### ACTIVITY
Provide a character-exact reproduction of the lines from the line with "If you could point to the schlingmann" to the end of the entries.

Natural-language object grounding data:
⟨

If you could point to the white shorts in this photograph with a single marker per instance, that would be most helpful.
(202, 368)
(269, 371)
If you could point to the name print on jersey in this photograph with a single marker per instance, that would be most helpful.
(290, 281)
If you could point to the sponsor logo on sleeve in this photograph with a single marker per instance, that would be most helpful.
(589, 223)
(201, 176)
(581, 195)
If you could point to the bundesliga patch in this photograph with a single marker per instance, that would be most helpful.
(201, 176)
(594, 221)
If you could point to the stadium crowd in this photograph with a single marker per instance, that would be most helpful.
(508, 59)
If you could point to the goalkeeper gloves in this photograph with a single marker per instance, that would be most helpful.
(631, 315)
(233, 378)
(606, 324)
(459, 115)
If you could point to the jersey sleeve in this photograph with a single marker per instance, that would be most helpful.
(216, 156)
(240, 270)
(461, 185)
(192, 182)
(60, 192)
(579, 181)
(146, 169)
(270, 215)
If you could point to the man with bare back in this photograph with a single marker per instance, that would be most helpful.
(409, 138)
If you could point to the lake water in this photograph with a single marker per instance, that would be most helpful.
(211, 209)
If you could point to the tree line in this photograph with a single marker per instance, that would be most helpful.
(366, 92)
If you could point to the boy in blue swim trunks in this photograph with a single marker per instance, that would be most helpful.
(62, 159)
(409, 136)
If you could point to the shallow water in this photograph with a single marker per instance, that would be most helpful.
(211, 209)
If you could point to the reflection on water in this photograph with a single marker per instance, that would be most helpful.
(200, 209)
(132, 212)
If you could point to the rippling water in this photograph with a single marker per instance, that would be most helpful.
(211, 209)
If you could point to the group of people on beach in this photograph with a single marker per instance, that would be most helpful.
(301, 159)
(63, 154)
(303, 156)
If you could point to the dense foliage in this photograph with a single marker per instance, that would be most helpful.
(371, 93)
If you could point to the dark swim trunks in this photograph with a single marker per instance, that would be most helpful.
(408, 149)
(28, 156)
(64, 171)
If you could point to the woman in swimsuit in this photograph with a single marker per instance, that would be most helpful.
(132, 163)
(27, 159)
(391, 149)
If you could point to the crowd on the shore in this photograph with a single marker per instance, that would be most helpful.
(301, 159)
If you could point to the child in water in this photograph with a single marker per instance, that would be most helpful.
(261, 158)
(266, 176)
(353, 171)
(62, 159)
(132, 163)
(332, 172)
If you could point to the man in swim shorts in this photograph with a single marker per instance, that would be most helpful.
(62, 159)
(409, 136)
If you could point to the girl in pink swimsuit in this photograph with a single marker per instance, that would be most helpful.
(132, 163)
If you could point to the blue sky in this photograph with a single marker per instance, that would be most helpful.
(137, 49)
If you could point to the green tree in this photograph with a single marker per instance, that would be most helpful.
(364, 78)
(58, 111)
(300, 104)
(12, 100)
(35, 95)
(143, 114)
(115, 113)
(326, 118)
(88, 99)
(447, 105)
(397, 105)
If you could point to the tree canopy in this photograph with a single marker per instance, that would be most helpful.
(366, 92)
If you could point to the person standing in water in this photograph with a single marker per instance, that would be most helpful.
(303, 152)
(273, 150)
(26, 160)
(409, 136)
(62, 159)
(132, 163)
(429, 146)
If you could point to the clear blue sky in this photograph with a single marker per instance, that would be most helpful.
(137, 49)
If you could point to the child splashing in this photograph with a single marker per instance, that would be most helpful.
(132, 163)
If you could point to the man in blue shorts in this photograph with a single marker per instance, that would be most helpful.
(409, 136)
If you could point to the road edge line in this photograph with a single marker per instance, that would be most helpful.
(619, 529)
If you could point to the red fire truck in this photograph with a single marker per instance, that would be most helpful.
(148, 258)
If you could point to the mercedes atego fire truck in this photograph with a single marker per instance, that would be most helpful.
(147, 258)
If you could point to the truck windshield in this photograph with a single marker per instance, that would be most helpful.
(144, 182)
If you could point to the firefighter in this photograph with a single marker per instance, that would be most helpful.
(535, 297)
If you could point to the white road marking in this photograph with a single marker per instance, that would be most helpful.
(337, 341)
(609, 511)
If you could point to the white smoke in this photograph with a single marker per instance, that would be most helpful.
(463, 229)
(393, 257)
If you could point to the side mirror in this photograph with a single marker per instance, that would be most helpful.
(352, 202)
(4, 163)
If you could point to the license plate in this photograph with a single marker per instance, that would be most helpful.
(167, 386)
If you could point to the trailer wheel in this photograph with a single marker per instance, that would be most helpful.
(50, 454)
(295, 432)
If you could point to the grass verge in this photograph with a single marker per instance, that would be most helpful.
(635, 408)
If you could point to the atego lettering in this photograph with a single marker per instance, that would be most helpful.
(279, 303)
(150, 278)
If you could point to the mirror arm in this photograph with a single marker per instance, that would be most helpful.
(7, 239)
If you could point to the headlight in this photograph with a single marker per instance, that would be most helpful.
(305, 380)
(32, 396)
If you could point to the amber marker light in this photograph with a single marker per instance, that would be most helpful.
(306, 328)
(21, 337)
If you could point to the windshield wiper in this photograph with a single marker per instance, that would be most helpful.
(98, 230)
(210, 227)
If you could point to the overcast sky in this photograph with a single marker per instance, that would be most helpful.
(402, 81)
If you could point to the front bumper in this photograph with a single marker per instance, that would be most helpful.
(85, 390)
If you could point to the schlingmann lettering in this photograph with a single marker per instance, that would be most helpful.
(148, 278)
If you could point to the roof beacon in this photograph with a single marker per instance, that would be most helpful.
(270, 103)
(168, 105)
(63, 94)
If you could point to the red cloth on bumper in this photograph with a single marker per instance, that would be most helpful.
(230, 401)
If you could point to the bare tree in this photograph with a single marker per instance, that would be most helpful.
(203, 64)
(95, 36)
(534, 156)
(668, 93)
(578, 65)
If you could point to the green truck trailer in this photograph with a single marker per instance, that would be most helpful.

⟩

### RESULT OF THE EXERCISE
If you could point to the schlingmann lettering in this photograph with a single marker per instance, that would be most helpful.
(148, 278)
If you could point to the roof beacon in this photograph with a single marker per instance, that would be most helpful.
(270, 103)
(168, 105)
(63, 94)
If you could point to the red cloth on bumper in this photograph with a single marker per instance, that would be most helpful.
(230, 401)
If you could point to the bare tree in this photograph with a single marker per instance, that would be most helpful.
(203, 64)
(95, 36)
(534, 156)
(668, 93)
(578, 65)
If you could point to the green truck trailer in this photograph with a single marker per instance, that would be most helpful.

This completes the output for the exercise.